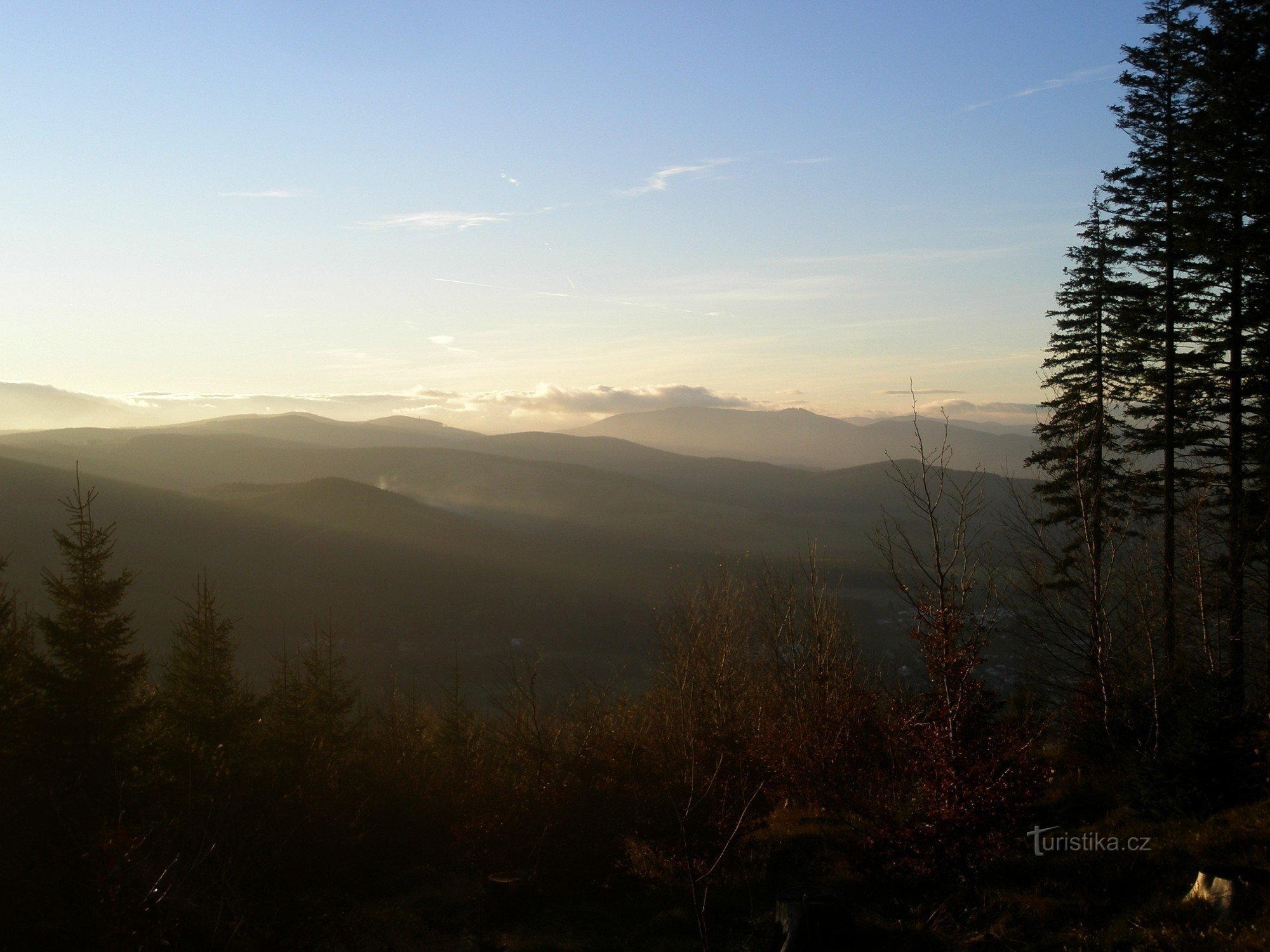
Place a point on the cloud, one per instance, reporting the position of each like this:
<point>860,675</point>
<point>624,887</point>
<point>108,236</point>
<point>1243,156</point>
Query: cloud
<point>658,181</point>
<point>912,256</point>
<point>438,220</point>
<point>267,194</point>
<point>1073,79</point>
<point>448,342</point>
<point>549,398</point>
<point>443,220</point>
<point>39,407</point>
<point>999,411</point>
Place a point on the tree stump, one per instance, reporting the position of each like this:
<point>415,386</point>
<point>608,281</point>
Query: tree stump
<point>811,920</point>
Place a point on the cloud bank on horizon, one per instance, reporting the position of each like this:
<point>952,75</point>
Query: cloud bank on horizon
<point>34,407</point>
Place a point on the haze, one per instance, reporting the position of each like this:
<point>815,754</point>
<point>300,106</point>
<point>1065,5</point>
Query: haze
<point>518,218</point>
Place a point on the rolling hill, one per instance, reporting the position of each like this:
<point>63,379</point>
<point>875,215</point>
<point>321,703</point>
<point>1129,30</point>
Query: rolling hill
<point>802,439</point>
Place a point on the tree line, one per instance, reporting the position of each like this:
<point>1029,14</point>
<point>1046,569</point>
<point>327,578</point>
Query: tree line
<point>1149,536</point>
<point>148,803</point>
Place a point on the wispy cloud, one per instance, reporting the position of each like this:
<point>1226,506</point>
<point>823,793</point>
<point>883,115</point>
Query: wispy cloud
<point>549,398</point>
<point>448,342</point>
<point>910,256</point>
<point>660,181</point>
<point>444,220</point>
<point>438,220</point>
<point>1073,79</point>
<point>590,299</point>
<point>266,194</point>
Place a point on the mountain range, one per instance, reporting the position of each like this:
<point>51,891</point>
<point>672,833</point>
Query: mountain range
<point>421,538</point>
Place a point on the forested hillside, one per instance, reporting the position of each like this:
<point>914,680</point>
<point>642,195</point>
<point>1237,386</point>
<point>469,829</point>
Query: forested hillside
<point>549,691</point>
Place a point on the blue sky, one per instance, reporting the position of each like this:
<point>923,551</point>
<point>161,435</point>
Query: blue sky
<point>509,215</point>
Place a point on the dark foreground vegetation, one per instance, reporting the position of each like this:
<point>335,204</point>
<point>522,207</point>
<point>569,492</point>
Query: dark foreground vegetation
<point>162,804</point>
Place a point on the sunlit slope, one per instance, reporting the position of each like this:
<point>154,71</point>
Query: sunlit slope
<point>803,439</point>
<point>291,427</point>
<point>391,569</point>
<point>552,484</point>
<point>521,493</point>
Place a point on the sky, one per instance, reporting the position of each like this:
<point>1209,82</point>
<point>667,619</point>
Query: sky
<point>515,216</point>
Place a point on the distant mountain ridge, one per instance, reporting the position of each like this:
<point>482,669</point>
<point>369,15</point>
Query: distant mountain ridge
<point>797,437</point>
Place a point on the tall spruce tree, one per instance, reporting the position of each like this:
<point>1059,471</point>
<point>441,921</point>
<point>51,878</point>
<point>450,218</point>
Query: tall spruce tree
<point>1085,484</point>
<point>16,691</point>
<point>1150,196</point>
<point>203,699</point>
<point>93,699</point>
<point>1230,163</point>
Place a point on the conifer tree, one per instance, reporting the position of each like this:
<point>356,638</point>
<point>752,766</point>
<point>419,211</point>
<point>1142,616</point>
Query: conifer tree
<point>203,696</point>
<point>1085,484</point>
<point>311,701</point>
<point>16,690</point>
<point>1231,163</point>
<point>93,700</point>
<point>1150,196</point>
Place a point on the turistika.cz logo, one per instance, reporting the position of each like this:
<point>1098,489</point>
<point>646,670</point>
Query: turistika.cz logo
<point>1084,843</point>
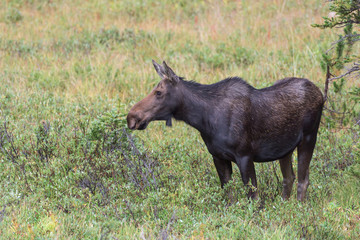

=======

- WHAT YOU NEED TO DO -
Reproduce all of the records above line for line without changing anything, and leave the pictures out.

- CORRECT RESULT -
Place a point on the cloud, one per instance, reporting the position of each like this:
<point>860,675</point>
<point>624,887</point>
<point>108,236</point>
<point>1243,156</point>
Query: cloud
<point>658,181</point>
<point>912,256</point>
<point>438,220</point>
<point>267,194</point>
<point>1073,79</point>
<point>448,342</point>
<point>549,398</point>
<point>443,220</point>
<point>39,407</point>
<point>999,411</point>
Place a point on the tree stump, one per instance, reporting the position of each like this:
<point>415,386</point>
<point>608,281</point>
Query: tree stump
<point>811,920</point>
Place a point on the cloud bank on horizon, one per instance, reporting the position of each like this:
<point>952,75</point>
Query: cloud bank on horizon
<point>34,407</point>
Place a point on the haze, one per instance, reporting the position of each like this:
<point>815,754</point>
<point>300,106</point>
<point>1065,5</point>
Query: haze
<point>518,218</point>
Place a point on the rolling hill, one per instance, reporting the position of each like this:
<point>63,379</point>
<point>875,215</point>
<point>321,703</point>
<point>1129,30</point>
Query: rolling hill
<point>802,439</point>
Place a point on the tree line, one per instance, reporting the position of each like this:
<point>1029,14</point>
<point>1046,569</point>
<point>327,578</point>
Query: tree line
<point>1149,536</point>
<point>148,803</point>
Place a point on the wispy cloud, one per instance, reporting the position of each like this:
<point>1226,506</point>
<point>823,793</point>
<point>883,115</point>
Query: wispy cloud
<point>549,398</point>
<point>448,342</point>
<point>910,256</point>
<point>660,181</point>
<point>444,220</point>
<point>438,220</point>
<point>1073,79</point>
<point>590,299</point>
<point>266,194</point>
Place a point on the mountain range, one per instance, reporting the position of each like this:
<point>51,891</point>
<point>672,833</point>
Query: mountain range
<point>421,538</point>
Place a point on the forested hillside, one per instance, reporting the position of each like this:
<point>914,680</point>
<point>642,195</point>
<point>1237,386</point>
<point>469,829</point>
Query: forested hillside
<point>549,691</point>
Place a point on the blue sky, one per instance, reporting the position of each like this:
<point>923,551</point>
<point>161,435</point>
Query: blue sky
<point>509,215</point>
Place a point on the dark foreground vegetation, one per instance, reporting the position of each like this:
<point>335,204</point>
<point>522,207</point>
<point>569,492</point>
Query: dark foreground vegetation
<point>162,804</point>
Place a point on the sunlit slope, one per instance, reporting the position of each like this:
<point>154,71</point>
Query: sunlit slope
<point>803,439</point>
<point>291,427</point>
<point>391,569</point>
<point>552,484</point>
<point>521,493</point>
Place a point on the sky, one per instance, reporting the position of each like this:
<point>1209,82</point>
<point>667,619</point>
Query: sky
<point>515,216</point>
Place a point on the distant mountain ridge, one per instance, reporting the position of each like this:
<point>482,669</point>
<point>369,15</point>
Query: distant mountain ridge
<point>797,437</point>
Place a point on the tall spruce tree, one per instance, reporting the position of each like this:
<point>1059,471</point>
<point>441,921</point>
<point>51,878</point>
<point>450,218</point>
Query: tall spruce tree
<point>1085,484</point>
<point>16,691</point>
<point>1150,196</point>
<point>203,699</point>
<point>93,699</point>
<point>1230,163</point>
Place a point on the conifer tree, one per instance, reporting the position of each like this:
<point>356,638</point>
<point>752,766</point>
<point>419,211</point>
<point>1142,616</point>
Query: conifer tree
<point>203,696</point>
<point>1085,484</point>
<point>311,701</point>
<point>16,690</point>
<point>1231,163</point>
<point>93,700</point>
<point>1150,196</point>
Place a point on the turistika.cz logo, one per instance, reporting the position of each like this:
<point>1098,489</point>
<point>646,670</point>
Query: turistika.cz logo
<point>1084,843</point>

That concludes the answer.